# Given text

Targeted therapies, bispecifics, and CAR T-cell therapies are giving patients with multiple myeloma hope for long-term remission or a potential cure.
Although multiple myeloma was once considered incurable, some therapies available today offer patients hope for a potential cure, Ameet Patel, MD, of Florida Cancer Specialists & Research Institute, told The American Journal of Managed Care® last week at the Institute for Value-Based Medicine® event in Tampa, Florida, titled “Pioneering the Next Era of Oncology Care.”
He expanded on this topic during the panel, “Scaling Innovation: Delivering Targeted Therapies, CAR-T, and Bispecifics in Multiple Myeloma.”
This transcript was lightly edited; captions were auto-generated.
Transcript
For context, can you briefly compare targeted therapies, bispecifics, and chimeric antigen receptor (CAR) T-cell therapies for multiple myeloma in terms of their efficacy and safety profiles?
To your point, I think this exemplifies how innovative this space has been for multiple myeloma. When I was in training, we talked about multiple myeloma as an incurable disease, but now we have cellular therapeutics that have now proven, over long follow-up times, that patients can, in fact, be cured with some of these therapies.

Records in a dataset
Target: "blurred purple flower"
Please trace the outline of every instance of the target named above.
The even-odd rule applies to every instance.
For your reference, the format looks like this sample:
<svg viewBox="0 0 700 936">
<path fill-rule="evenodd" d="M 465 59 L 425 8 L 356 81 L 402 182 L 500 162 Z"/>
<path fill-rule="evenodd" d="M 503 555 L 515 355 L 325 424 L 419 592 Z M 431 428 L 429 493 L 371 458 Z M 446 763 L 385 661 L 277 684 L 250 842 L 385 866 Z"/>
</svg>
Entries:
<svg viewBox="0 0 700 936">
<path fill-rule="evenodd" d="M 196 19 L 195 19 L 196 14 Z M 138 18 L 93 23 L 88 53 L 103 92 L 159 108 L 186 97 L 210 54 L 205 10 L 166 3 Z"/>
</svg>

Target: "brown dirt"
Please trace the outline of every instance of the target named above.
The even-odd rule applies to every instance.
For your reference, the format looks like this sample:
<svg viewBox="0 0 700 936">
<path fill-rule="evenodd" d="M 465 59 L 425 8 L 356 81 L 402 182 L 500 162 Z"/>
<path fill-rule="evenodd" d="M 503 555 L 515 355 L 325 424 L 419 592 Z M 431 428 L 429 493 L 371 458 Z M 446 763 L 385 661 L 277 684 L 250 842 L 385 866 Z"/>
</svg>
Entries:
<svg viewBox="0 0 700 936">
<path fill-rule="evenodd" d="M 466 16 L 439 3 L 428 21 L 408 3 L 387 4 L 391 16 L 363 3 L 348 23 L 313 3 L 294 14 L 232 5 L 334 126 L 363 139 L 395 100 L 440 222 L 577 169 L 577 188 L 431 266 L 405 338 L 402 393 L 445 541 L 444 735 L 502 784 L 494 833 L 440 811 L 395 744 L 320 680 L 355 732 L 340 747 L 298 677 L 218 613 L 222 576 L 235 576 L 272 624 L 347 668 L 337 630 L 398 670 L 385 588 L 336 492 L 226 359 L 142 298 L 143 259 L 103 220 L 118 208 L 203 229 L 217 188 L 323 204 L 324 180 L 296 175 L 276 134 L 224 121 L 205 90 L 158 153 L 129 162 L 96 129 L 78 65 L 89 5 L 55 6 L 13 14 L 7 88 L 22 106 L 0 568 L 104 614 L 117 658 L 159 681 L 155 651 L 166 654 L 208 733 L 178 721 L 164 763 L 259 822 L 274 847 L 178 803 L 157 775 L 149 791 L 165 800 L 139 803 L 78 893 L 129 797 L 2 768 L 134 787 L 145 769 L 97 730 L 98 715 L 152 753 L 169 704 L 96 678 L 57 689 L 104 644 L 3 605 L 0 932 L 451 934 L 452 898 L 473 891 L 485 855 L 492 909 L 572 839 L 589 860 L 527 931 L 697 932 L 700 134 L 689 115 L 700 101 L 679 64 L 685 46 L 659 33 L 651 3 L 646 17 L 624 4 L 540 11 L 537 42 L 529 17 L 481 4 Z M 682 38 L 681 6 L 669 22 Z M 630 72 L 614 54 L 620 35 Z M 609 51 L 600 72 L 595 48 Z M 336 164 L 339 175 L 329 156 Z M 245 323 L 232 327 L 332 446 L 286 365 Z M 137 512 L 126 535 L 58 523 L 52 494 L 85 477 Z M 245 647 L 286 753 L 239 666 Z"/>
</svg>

# Work request 1
Do these statements agree with the myeloma interview text? Answer each with yes or no and quote the deciding words. (a) Ameet Patel spoke to The American Journal of Managed Care at an event held in Tampa, Florida. (b) The captions for the transcript were written by hand. (c) Patel says multiple myeloma was described as a curable disease when he was in training.
# Work request 2
Write what follows the last sentence of the myeloma interview text.

# Your response 1
(a) Yes: "told The American Journal of Managed Care® last week at the Institute for Value-Based Medicine® event in Tampa, Florida"
(b) No: "captions were auto-generated."
(c) No: "we talked about multiple myeloma as an incurable disease"

# Your response 2
Targeted therapies, to distinguish from cellular therapies, are either oral- or immuno-drug conjugates that we utilize in a chronic or administrative fashion to be able to keep people's disease in remission, whereas in CAR-T, for example, we are talking about giving patients an infusion of CAR-T after lymphodepleting chemotherapy to be able to eradicate any residual or active multiple myeloma cells in somebody's body.
What we find is that there's a big proportion of individuals who are actually, long-term, cured and no longer need any kind of chronic treatment, which is a completely different paradigm from what we're used to in multiple myeloma.
This is in contrast to bispecific therapy or T-cell engagers, where, much like CAR-T, we utilize T cells to try and attack multiple myeloma cells. Instead, we utilize a drug to be able to infuse these therapies over time. In graded infusions, these T cells in a patient's body become more engaged to eradicate multiple myeloma cells, and we're seeing great efficacy in there, as well.